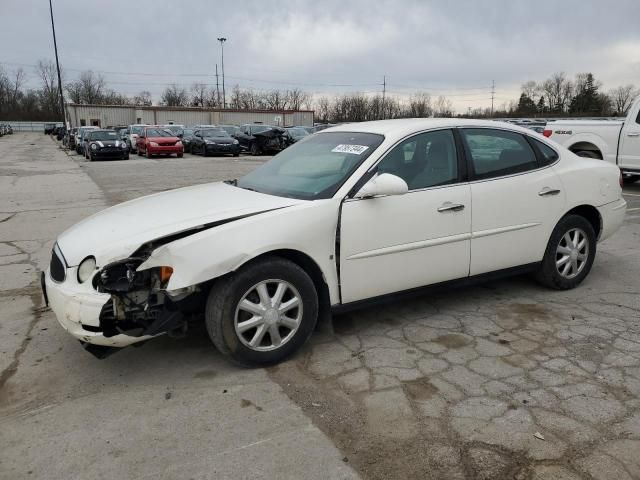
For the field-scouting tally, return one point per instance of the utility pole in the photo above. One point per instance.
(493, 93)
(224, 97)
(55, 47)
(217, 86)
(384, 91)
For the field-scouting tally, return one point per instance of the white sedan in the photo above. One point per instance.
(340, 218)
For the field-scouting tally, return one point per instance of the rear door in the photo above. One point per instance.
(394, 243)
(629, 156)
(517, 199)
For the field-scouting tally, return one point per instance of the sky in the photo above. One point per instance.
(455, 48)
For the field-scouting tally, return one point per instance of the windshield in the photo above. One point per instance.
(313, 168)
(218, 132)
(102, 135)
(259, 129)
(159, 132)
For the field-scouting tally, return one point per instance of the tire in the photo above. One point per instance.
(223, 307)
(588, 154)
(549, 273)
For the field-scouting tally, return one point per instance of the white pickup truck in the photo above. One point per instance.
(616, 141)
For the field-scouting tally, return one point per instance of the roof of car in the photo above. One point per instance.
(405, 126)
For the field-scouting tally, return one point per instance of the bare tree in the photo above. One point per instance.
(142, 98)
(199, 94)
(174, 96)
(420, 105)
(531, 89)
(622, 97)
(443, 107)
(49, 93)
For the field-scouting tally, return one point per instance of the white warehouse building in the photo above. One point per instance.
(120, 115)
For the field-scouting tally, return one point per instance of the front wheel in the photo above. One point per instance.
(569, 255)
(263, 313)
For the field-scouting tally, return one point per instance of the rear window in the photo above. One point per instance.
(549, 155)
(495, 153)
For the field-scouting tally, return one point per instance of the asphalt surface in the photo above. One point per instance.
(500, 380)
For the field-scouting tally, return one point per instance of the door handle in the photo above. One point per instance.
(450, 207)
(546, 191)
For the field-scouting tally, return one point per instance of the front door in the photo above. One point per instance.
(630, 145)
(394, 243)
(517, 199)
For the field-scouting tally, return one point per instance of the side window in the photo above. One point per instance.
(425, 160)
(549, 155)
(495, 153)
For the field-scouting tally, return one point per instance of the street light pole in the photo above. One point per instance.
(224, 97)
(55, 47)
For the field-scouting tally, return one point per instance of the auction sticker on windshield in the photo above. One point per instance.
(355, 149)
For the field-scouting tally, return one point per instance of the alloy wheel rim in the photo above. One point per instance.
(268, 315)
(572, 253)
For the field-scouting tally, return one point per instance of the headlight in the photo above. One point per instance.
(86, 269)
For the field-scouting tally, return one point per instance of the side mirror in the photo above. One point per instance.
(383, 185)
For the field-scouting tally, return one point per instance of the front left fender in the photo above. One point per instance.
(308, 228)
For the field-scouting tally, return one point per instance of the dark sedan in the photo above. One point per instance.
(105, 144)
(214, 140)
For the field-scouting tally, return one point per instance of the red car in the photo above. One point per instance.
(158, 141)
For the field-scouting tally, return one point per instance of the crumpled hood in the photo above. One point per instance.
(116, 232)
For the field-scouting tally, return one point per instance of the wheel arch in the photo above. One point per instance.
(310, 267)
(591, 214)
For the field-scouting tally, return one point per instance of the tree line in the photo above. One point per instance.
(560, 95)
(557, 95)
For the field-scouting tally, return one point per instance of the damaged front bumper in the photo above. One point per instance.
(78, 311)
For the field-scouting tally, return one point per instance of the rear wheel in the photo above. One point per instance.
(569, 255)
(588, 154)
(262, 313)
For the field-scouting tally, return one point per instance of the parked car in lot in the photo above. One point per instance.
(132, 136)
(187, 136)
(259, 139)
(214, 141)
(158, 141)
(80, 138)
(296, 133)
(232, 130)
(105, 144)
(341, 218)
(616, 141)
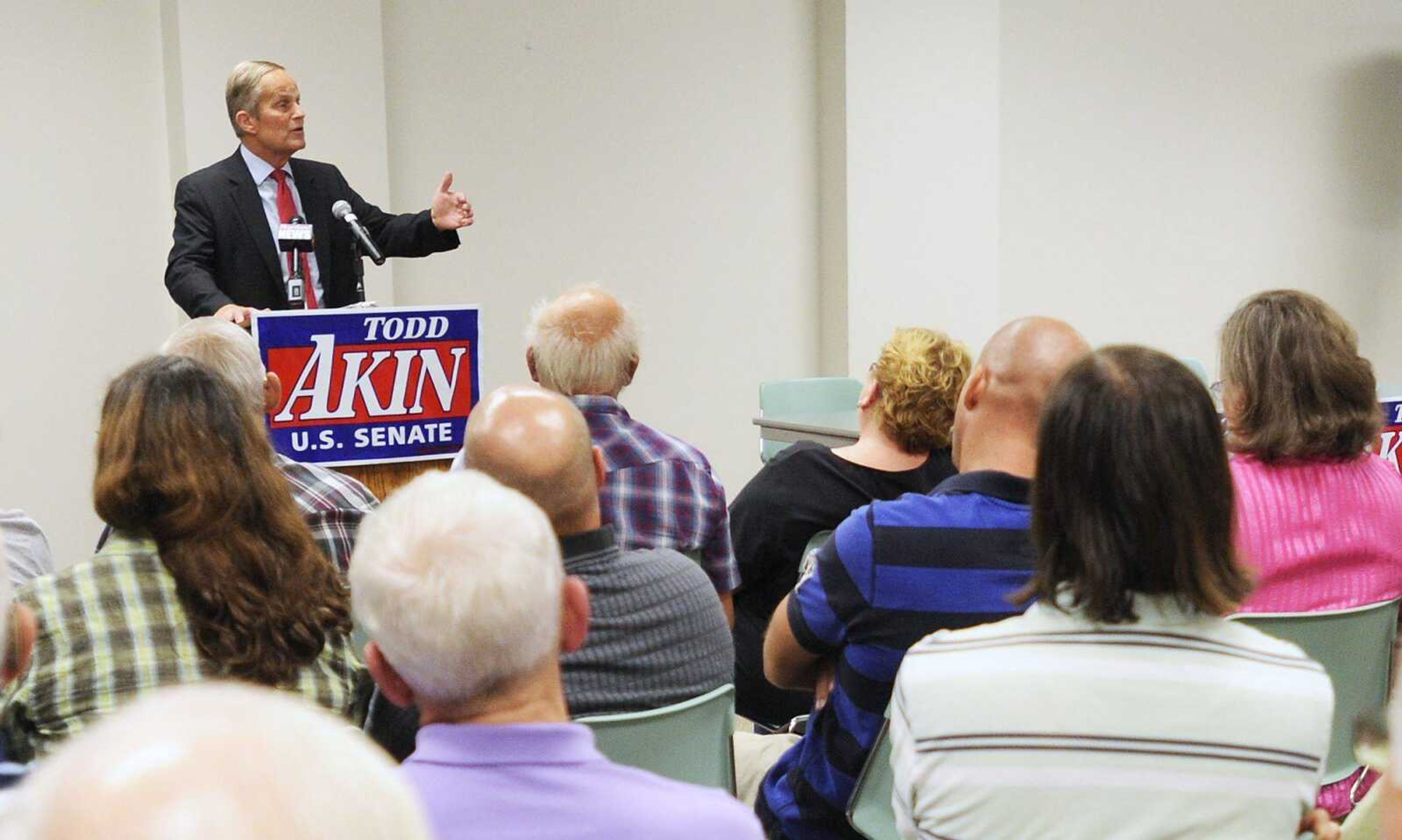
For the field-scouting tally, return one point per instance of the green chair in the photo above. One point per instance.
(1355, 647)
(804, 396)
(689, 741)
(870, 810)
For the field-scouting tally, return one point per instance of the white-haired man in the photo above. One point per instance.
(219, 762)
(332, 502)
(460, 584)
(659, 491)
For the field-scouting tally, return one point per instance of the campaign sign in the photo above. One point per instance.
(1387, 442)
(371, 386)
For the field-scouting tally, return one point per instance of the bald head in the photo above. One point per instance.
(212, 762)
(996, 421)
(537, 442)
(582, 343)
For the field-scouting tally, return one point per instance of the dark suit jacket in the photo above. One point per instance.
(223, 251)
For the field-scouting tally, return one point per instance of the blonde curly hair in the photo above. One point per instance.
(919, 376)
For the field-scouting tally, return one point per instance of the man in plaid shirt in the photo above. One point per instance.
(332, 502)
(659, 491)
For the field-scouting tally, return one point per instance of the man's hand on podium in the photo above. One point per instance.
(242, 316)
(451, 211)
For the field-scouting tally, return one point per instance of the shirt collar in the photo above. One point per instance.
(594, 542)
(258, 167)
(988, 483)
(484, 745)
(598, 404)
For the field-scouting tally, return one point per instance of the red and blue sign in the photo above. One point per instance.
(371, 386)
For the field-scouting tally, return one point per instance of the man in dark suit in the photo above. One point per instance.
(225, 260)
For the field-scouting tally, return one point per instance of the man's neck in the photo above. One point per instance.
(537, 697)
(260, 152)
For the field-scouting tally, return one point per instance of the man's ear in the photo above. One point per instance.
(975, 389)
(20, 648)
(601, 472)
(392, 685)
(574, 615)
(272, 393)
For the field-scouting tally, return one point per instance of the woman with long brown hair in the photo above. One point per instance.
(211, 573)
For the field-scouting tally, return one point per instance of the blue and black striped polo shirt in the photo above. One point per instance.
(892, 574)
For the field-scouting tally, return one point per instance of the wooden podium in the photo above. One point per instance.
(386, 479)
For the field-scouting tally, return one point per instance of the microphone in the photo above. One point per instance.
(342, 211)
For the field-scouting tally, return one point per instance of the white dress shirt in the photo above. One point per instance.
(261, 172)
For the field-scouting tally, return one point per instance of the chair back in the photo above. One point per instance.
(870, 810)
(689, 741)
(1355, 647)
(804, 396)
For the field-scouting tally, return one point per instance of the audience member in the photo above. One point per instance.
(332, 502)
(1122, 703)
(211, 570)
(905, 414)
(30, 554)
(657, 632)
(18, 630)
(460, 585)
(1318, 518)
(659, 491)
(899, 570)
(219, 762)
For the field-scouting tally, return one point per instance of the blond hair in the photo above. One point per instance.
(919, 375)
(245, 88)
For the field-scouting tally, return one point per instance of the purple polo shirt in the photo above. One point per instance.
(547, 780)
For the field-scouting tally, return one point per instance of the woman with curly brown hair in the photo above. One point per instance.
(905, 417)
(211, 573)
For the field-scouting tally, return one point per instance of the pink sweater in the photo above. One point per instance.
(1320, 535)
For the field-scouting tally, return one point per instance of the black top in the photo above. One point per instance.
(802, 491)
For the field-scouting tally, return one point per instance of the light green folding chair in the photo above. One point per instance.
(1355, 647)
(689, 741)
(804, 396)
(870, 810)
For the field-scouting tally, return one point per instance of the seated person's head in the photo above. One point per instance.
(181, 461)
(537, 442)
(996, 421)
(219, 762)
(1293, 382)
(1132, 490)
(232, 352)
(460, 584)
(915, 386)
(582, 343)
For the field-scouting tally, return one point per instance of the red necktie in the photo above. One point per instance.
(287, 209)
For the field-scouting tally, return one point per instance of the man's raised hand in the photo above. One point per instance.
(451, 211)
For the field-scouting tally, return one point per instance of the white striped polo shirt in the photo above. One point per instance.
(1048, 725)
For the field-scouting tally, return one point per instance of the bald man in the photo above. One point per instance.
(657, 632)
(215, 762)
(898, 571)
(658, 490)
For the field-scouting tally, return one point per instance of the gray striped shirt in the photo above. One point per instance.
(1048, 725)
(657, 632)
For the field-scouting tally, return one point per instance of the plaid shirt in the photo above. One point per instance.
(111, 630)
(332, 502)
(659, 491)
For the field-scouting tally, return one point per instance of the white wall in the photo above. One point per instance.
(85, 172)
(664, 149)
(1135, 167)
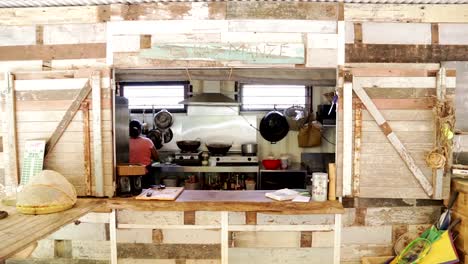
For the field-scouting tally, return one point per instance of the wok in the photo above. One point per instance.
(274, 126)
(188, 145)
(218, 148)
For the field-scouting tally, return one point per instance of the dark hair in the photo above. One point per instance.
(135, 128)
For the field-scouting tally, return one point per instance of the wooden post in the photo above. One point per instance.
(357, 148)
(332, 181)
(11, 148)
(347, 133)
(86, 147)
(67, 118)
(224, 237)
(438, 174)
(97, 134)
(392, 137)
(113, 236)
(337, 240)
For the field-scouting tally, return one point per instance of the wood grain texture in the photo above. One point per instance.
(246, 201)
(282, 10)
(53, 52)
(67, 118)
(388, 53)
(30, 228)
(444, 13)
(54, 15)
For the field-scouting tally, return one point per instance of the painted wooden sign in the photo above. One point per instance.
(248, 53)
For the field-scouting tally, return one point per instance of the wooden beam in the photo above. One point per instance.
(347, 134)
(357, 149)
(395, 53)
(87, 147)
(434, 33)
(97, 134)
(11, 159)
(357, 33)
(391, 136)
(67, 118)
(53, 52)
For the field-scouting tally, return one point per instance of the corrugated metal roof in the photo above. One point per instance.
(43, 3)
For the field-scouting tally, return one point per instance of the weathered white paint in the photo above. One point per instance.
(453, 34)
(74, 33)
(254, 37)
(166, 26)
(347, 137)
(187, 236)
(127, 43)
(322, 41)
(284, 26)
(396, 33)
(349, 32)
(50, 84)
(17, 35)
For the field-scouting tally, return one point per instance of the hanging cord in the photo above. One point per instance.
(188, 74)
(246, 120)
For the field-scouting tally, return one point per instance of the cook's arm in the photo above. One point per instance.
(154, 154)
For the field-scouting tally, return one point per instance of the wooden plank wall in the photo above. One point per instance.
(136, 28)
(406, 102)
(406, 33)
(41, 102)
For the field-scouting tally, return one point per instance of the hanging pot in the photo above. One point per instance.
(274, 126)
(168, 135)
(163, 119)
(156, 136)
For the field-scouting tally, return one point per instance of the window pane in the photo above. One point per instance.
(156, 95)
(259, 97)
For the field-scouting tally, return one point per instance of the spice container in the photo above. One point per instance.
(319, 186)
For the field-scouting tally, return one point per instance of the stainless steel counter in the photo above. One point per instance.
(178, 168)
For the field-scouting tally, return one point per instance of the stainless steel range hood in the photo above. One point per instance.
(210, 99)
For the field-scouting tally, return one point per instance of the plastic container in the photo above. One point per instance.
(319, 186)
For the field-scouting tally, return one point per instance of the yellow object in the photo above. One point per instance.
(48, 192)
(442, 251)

■ Task directions:
Your answer must be the line containing "of the spice" through the last line above, copied exactly, with nothing added.

■ Expected answer:
For the field-scouting tally, return one point per instance of the spice container in the photo above. One point per instance.
(319, 186)
For the field-scouting tally, return one point per instance of the stainless steel counter in the photo above. One point per instance.
(178, 168)
For the field-scouting tally, return one point per instance of the stainless steel range hood in the photo above. One point per instance.
(210, 99)
For the field-scouting tally, return one point per instance of the plastic container in the photo above. One point per instance.
(319, 186)
For the field-scouting tally, return one point per instance of the yellow object in the photo above. One point per instance.
(48, 192)
(442, 251)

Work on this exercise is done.